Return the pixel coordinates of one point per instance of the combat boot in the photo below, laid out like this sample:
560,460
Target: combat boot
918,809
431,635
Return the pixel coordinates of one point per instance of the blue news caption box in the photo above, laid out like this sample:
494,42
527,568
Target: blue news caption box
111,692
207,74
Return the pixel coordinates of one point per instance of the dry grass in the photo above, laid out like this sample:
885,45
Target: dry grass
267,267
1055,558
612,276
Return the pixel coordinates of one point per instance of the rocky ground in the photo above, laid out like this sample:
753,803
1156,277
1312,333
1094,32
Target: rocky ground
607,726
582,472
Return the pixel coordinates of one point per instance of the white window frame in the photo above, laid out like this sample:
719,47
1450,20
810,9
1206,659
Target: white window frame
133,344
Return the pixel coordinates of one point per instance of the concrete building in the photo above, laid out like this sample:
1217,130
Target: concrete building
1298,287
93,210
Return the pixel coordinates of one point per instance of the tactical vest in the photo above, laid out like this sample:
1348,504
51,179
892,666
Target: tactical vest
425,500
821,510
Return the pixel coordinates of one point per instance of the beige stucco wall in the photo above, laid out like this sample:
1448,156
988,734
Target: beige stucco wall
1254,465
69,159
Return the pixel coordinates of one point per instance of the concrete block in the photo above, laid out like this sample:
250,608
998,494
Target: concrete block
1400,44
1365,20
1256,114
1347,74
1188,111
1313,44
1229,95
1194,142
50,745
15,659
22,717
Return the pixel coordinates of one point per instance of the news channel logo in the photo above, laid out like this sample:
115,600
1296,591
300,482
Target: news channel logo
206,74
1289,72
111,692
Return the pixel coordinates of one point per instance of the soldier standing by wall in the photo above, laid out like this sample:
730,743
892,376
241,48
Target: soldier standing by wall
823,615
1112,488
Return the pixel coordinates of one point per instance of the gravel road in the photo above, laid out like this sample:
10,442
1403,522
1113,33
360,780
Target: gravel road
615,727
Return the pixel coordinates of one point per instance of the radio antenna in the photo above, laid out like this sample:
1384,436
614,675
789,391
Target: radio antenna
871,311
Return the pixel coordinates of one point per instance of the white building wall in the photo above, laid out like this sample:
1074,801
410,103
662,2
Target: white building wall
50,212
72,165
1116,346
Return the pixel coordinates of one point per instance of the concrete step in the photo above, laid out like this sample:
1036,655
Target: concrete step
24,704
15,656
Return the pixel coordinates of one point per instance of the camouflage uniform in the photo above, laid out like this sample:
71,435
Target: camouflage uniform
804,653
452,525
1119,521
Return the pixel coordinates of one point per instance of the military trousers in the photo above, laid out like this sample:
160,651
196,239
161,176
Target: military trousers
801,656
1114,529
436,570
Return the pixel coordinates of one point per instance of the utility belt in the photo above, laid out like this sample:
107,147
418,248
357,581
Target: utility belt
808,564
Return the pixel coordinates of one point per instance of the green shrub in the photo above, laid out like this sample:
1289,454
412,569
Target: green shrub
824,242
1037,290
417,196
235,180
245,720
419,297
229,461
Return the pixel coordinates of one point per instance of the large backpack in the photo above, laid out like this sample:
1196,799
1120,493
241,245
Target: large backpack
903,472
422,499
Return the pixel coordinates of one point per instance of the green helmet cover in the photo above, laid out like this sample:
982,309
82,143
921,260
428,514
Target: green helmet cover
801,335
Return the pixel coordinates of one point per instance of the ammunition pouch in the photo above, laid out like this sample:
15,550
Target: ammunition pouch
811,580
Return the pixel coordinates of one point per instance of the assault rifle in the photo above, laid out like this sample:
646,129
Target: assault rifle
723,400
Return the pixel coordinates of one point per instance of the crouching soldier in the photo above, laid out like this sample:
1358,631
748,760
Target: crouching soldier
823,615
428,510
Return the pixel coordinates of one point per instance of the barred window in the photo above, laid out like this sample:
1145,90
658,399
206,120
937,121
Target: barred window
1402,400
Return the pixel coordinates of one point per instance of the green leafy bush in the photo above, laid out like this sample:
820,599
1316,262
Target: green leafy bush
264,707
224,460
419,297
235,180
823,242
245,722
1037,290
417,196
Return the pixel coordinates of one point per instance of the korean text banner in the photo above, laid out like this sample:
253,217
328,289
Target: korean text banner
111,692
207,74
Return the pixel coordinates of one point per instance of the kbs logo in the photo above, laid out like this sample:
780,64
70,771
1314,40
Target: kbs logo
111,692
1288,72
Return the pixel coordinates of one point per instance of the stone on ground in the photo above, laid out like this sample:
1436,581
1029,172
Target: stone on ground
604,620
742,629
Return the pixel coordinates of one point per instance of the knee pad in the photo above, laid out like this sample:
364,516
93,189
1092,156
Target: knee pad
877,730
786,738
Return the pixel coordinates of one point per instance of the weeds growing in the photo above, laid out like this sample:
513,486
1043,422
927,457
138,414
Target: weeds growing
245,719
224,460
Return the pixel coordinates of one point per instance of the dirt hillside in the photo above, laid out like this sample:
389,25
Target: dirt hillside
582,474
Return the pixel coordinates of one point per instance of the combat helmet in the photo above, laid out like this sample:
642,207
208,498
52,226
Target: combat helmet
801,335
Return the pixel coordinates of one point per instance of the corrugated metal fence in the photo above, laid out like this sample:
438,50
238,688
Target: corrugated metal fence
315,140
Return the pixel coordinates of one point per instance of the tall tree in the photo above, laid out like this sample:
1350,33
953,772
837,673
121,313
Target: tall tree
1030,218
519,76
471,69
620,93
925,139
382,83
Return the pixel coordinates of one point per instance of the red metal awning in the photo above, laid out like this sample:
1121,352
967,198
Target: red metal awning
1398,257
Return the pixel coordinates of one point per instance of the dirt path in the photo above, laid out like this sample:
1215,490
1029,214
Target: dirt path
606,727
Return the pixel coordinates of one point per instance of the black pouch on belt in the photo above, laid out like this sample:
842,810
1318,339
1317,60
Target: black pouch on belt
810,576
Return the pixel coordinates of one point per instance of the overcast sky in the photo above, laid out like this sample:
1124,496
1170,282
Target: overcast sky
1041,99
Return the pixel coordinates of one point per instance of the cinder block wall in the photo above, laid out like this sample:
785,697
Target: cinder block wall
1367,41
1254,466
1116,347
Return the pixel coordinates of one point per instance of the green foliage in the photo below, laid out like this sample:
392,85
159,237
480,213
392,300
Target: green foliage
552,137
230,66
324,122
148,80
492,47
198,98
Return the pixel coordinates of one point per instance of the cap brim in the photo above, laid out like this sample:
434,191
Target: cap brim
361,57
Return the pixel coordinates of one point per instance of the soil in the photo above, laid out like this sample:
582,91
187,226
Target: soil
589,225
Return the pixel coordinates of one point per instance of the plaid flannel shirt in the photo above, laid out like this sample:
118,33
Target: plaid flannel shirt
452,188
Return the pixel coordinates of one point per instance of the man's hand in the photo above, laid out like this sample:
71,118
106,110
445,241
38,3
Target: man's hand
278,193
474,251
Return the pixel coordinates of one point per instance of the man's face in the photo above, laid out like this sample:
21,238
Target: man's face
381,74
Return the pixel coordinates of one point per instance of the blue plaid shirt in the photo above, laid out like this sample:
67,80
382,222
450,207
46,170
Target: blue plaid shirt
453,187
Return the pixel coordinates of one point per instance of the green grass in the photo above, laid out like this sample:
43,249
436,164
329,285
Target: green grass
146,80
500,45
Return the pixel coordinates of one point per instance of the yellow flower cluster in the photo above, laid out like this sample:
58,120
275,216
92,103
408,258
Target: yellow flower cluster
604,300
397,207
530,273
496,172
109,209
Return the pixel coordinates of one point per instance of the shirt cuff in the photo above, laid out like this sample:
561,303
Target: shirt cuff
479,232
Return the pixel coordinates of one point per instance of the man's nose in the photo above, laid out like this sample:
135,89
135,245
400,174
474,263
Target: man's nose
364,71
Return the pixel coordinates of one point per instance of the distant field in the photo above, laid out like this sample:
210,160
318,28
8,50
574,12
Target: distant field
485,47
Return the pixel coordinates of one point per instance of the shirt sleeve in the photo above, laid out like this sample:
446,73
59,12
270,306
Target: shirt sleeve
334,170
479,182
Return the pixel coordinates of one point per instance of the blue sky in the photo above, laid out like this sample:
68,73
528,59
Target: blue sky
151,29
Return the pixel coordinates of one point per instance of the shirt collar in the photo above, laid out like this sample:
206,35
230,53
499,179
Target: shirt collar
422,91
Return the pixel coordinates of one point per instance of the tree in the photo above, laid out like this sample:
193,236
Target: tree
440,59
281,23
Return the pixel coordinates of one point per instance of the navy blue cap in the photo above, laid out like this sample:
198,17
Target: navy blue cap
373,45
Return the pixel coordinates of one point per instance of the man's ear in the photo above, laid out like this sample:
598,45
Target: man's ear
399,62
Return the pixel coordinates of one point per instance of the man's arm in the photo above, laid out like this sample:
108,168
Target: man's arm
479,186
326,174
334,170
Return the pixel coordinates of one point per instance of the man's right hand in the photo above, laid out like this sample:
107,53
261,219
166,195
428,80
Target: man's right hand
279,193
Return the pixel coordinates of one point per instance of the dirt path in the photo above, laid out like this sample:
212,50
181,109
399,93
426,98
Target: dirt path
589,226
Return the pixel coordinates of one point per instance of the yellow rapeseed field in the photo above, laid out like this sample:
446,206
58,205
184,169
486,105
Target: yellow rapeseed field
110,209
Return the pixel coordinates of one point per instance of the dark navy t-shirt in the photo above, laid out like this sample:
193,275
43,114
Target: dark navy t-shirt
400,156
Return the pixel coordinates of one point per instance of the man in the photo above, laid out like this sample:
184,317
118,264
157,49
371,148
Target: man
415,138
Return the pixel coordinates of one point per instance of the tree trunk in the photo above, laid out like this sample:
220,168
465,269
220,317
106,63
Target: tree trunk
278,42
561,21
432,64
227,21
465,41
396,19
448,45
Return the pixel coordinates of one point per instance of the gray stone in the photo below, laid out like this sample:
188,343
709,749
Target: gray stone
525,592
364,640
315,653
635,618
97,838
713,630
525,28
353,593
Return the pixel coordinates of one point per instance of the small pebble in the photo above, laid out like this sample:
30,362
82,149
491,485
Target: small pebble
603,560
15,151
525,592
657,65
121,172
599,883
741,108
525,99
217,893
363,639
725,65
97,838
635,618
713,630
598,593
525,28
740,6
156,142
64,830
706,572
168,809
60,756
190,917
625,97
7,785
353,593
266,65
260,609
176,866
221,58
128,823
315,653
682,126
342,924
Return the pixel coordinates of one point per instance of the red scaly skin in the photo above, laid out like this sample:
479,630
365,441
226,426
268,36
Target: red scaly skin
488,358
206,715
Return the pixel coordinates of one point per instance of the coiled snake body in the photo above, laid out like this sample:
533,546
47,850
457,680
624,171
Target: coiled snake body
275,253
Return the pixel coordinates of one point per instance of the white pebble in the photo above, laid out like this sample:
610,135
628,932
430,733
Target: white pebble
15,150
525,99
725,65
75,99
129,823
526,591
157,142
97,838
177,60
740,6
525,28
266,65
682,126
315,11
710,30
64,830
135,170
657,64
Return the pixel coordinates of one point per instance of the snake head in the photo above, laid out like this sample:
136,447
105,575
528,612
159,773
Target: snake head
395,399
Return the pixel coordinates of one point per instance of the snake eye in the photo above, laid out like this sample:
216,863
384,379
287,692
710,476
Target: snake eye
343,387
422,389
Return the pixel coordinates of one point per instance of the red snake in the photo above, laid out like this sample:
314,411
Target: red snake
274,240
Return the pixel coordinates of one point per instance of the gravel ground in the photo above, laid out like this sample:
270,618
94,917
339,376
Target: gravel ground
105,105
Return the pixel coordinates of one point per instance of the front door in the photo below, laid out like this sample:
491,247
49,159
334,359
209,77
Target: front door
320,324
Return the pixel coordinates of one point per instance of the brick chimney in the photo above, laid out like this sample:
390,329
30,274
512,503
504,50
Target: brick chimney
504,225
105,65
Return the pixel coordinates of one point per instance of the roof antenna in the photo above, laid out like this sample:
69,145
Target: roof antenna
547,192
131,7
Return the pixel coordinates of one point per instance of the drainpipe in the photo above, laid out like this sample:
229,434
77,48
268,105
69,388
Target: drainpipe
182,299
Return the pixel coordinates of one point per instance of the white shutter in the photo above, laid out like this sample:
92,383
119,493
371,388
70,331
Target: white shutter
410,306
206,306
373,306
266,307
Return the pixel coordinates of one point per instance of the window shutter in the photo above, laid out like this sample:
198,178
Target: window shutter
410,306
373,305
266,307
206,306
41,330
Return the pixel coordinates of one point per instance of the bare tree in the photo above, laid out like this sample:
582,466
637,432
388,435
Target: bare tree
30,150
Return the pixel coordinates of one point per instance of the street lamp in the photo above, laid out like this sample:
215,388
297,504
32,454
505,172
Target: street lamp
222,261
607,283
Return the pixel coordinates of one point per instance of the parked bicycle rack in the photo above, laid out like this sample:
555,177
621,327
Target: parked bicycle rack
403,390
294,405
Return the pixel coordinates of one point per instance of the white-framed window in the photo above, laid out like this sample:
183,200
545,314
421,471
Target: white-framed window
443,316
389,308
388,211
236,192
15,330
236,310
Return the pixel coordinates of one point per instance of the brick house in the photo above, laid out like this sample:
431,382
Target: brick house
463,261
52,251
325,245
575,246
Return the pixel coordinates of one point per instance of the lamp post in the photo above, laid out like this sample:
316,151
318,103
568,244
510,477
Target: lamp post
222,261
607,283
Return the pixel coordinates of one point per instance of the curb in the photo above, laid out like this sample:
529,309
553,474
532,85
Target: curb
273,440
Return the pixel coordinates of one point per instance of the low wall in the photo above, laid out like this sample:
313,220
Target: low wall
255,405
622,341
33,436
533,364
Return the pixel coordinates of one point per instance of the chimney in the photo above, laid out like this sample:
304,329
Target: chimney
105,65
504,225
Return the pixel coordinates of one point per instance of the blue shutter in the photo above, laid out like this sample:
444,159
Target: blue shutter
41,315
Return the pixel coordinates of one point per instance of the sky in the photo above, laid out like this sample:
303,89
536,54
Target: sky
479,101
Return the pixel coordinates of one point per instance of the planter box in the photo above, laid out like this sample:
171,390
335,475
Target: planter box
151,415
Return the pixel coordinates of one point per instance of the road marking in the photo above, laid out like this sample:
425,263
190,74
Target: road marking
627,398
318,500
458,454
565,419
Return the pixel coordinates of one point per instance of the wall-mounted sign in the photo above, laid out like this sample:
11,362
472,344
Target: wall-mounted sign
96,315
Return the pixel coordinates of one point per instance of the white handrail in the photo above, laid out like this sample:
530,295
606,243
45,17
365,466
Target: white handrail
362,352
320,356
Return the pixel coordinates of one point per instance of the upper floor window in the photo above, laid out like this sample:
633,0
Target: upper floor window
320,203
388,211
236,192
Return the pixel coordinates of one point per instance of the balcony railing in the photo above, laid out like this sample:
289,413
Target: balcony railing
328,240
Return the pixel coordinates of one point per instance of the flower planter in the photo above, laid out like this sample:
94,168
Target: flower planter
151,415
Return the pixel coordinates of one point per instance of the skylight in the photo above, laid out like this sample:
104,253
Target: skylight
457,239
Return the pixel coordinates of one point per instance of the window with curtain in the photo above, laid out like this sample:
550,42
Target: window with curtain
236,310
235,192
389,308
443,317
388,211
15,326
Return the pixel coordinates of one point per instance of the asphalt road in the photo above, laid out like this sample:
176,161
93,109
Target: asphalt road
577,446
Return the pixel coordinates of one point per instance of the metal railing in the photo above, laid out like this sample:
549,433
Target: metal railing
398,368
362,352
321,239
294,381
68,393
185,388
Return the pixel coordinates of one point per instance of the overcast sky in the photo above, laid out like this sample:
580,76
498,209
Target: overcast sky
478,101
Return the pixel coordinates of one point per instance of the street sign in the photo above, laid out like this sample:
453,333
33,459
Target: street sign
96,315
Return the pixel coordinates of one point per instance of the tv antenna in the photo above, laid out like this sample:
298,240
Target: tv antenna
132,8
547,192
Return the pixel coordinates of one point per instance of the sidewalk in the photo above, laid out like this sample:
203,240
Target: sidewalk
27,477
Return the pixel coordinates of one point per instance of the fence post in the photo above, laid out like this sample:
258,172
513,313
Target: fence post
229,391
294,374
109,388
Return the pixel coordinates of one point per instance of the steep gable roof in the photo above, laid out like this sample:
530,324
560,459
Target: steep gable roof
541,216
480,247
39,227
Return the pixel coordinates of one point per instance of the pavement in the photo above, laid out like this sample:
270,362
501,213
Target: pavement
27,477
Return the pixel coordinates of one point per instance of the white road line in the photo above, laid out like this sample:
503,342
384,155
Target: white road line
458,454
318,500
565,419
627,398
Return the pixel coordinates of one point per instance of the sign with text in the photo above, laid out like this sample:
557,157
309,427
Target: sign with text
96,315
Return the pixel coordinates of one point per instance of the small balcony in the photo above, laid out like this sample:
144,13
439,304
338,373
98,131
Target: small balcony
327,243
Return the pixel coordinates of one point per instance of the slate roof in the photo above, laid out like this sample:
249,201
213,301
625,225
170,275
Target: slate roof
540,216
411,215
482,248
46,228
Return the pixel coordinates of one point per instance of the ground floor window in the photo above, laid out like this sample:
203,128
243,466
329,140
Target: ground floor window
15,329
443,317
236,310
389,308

◆ **Given request**
Output only the lines running from the line with "the street sign" through the final line of the data, inclusive.

◆ **Reply to the exercise**
Return the pixel coordinates of one point per instance of the street sign in the photo above, laid out like this sample:
453,333
33,459
Target: street sign
96,315
Return the pixel coordinates of one point per instance of the tv antenna in the photo above, laid out like this sample:
298,240
Target: tv antenna
132,8
547,192
Return the pixel coordinates of one point per instance of the sidewalk in the photo above, laid out like this sample:
203,240
Target: sidewalk
27,477
Return the pixel coordinates of one point per instance of the fence post in the photo above, laid out like this sample:
258,172
513,313
Target: fence post
229,391
294,374
109,388
Return the pixel coordinates of one point per instance of the steep gable roof in the photo above, laid out like this sample:
530,324
560,459
Target: steep gable roof
541,216
480,247
39,227
Return the pixel coordinates of one point per instance of the pavement in the photo above, laid out like this sample:
270,362
501,213
Target: pavement
27,477
Return the pixel coordinates of one point per instance of the white road line in the photo above, laid out like this sample:
503,342
384,155
Target: white road line
458,454
318,500
565,419
627,398
Return the pixel coordinates of one point per instance of the sign with text in the photo above, laid out like this sample:
557,157
309,427
Target: sign with text
96,315
Return the pixel coordinates of one point per instance of the small balcony in the photo above, laid out like this sample:
144,13
439,304
338,373
98,131
Target: small balcony
327,243
Return the pixel coordinates of one point per instance of the slate roof in the photo above, laid out like this sample:
249,201
213,301
625,225
170,275
Target: slate roof
540,216
411,215
482,248
46,228
Return the pixel coordinates of one point per instance of the ground floor window in the photo above, laid out like this sample:
203,128
243,466
329,140
Target: ground floor window
15,329
443,317
236,310
389,308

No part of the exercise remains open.